- DOCUMENT TEXT:
↓

# Which Speedlights?



## mangorockfish (Mar 16, 2018)

I'm about ready to start gathering things for my "portable" studio.  I am going to be using my Mamiya 645 Supers on a tripod and off and would like some input on Speedlights, which ones to start looking for.  Can I use Nikons as my wife has a D7000 that I will use some times but mostly the 645s.  The Nikons should work with the 645s if I use all of them off camera, right?  Also, which transmitter and receivers should I look at.  All I have ever used was the old on camera "potato masher" style flashes. Thanks for any and all input.


----------



## mangorockfish (Mar 17, 2018)

Would I be better off getting a couple of Flashpoint 320s as opposed to Speedlights?  Which would be more versatile to use as a portable studio set-up?


----------



## ac12 (Mar 17, 2018)

No one perfect solution.
Each has tradeoffs.

Shoe flash vs Studio flash (pack or monolight)
Shoe Flash advantages
Shoe flashes use battery, so you are not tied to an AC outlet.  This makes them more useful in the field, where an AC outlet may not be nearby.  Note that there are portable (battery) inverters which can be used to power some studio strobes.
Valuable when I did a shoot in a park, where there was NO AC power available.

Shoe flashes are easier to pack and carry, than a studio flash.
With a dslr, and its higher ISO vs film, you do not need the power of a studio flash.

Studio flash advantages
Studio flashes have modeling lights, which I find very helpful.  I don't have to try to visualize the shadows, as I have to with shoe flashes.
Studio flashes have plenty enough power for slower film.   

Studio flashes have better heat dissipation for when you have to shoot a LOT.  With shoe flashes, you may have to rotate between 3 flashes, to allow them time to cool down.


I use the old non-TTL shoe flashes.  So I don't worry about the extra TTL contacts on the flash, cuz there are none.  I remove the TTL pins on the flashes that have them.
Vivitar 285 HV 

Nikon SB-24, with the TTL pins removed.
Sunpack ?, with the TTL pins removed.

Personally, I have both shoe and studio flashes.

↑

- STORED RECORDS:
↓

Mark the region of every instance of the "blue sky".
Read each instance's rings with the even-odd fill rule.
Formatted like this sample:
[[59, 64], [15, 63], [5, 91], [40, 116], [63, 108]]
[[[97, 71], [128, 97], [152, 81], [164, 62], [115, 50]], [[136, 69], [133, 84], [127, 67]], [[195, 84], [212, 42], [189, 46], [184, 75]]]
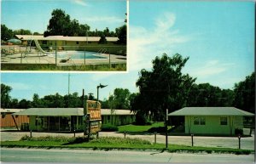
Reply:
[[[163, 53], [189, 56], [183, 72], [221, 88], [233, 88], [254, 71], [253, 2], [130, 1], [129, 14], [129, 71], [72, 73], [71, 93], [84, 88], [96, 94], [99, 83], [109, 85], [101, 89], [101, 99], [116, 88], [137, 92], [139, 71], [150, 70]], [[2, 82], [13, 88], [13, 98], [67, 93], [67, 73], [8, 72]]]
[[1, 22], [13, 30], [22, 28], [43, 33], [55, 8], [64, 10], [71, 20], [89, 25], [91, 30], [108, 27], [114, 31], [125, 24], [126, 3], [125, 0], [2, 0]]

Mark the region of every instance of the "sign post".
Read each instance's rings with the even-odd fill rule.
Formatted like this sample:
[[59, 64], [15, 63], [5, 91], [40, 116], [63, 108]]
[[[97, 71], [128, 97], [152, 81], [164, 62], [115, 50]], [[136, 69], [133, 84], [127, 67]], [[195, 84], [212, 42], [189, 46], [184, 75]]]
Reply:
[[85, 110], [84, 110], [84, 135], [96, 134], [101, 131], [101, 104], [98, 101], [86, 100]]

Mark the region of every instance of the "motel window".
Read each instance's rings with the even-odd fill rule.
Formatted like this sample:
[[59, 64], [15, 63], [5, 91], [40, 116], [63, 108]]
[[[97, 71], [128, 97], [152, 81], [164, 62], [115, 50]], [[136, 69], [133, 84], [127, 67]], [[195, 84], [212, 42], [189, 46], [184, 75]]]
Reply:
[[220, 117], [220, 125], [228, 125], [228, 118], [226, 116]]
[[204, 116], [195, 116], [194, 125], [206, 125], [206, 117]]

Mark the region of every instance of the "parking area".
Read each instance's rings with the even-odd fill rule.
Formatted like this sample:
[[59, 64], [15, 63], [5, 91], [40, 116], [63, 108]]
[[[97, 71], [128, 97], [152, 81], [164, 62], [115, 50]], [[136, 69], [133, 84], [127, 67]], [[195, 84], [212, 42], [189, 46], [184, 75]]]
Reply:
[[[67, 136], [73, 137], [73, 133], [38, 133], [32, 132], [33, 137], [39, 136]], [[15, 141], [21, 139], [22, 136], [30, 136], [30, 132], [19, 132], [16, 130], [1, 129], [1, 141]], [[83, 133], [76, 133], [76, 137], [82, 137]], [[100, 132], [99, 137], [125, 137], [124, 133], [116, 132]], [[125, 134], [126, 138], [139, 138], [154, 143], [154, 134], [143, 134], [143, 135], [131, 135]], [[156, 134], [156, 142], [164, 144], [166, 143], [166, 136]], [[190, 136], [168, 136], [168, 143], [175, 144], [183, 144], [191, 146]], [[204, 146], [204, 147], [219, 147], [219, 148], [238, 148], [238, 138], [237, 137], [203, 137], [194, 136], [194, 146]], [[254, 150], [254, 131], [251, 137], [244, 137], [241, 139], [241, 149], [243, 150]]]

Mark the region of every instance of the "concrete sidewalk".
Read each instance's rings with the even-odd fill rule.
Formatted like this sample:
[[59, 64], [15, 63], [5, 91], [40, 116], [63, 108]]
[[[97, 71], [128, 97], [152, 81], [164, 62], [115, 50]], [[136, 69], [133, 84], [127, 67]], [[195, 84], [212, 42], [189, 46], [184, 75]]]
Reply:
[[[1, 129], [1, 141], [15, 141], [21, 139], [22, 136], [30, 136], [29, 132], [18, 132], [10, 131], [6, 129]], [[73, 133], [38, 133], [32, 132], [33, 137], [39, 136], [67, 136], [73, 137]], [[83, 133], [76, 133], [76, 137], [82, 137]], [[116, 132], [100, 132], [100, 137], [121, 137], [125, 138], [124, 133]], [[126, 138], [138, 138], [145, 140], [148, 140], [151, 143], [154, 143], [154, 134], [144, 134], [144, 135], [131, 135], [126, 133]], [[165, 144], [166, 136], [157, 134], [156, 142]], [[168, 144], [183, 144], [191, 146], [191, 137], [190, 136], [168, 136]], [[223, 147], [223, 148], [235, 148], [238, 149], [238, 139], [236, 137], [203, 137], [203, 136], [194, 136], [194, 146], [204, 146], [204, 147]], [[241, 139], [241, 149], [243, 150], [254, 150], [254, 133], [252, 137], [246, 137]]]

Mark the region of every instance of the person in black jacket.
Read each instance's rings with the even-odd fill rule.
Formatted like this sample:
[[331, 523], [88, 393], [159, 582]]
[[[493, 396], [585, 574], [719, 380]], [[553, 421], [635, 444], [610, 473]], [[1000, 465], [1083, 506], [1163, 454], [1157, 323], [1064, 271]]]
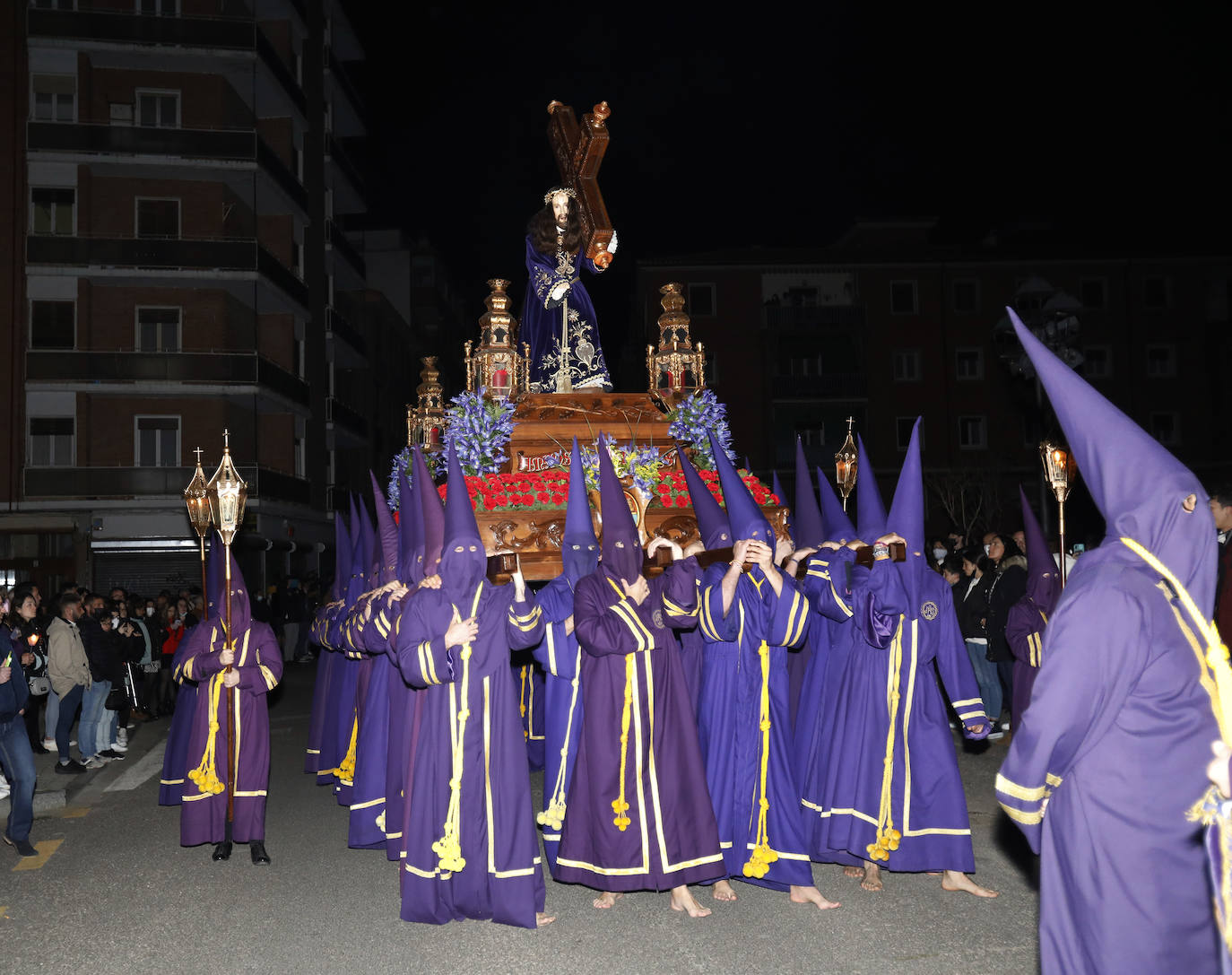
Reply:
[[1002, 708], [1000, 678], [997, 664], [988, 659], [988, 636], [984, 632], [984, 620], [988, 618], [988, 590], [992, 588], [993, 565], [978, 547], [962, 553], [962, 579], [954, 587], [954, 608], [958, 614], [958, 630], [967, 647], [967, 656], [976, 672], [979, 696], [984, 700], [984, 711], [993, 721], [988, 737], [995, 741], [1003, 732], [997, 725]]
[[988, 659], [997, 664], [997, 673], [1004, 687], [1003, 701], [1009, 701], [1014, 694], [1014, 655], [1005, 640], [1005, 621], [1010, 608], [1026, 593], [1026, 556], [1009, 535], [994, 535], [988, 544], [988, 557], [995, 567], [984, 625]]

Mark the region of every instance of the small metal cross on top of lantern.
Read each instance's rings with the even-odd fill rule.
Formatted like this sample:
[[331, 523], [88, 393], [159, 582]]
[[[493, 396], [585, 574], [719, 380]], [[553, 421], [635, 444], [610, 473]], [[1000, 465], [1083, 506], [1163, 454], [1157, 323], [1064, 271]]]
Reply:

↑

- SHORT PROBLEM 1: In the speedlight thread, rename "heat dissipation" to "cooling" in the passage starting at "Shoe flashes are" and ending at "to cool down.".
- SHORT PROBLEM 2: According to the speedlight thread, why might you have to rotate between 3 shoe flashes when shooting a lot?
- SHORT PROBLEM 3: Proceed with the speedlight forum thread from its last post.
The listing has no connection to the speedlight forum thread.

- EXPECTED OUTPUT 1:
Shoe flashes are easier to pack and carry, than a studio flash.
With a dslr, and its higher ISO vs film, you do not need the power of a studio flash.

Studio flash advantages
Studio flashes have modeling lights, which I find very helpful.  I don't have to try to visualize the shadows, as I have to with shoe flashes.
Studio flashes have plenty enough power for slower film.   

Studio flashes have better cooling for when you have to shoot a LOT.  With shoe flashes, you may have to rotate between 3 flashes, to allow them time to cool down.

- EXPECTED OUTPUT 2: To allow them time to cool down.

- EXPECTED OUTPUT 3:
I started off with and still have a shoe flash kit.  
I use this for traveling/on-site shoots.

Then I got a Speedotron Brownline studio pack kit.  
This stays at the home garage studio, as it is too much of a logistical hassle to transport.


----------



## Derrel (Mar 17, 2018)

mangorockfish said:


> Would I be better off getting a couple of Flashpoint 320s as opposed to Speedlights?  Which would be more versatile to use as a portable studio set-up?



I've recommended the Flashpoint 320M monolights to several people here on TPF, and they've done pretty well with them. Not very long ago, Adorama started making the Flashpoint monolights available with the Bowens S-type accessory mount: as close to a 'generic' studio flash accessory mount as there's ever been, I would ___definitely___ say if you get the Flashpoint monolights, go for the ones that use the Bowens-type accessory mounting lug pattern!

Personally, I think real, studio flash units work better,and easier, than speedlights do, for all types of "Studio" work. And the Flashpoint 320-level price point is very competitive! Modeling lights, ease of mounting to light stands, etc. all is in favor of the monolight. For outdoor use, look into a portable battery and sine wave inverter, like the Paul C. Buff Vagabond mini, or a unit from Innovatronix. OR---buy *a monolight model that offers a DC-powered battery option*, in addition to 110 volt AC power.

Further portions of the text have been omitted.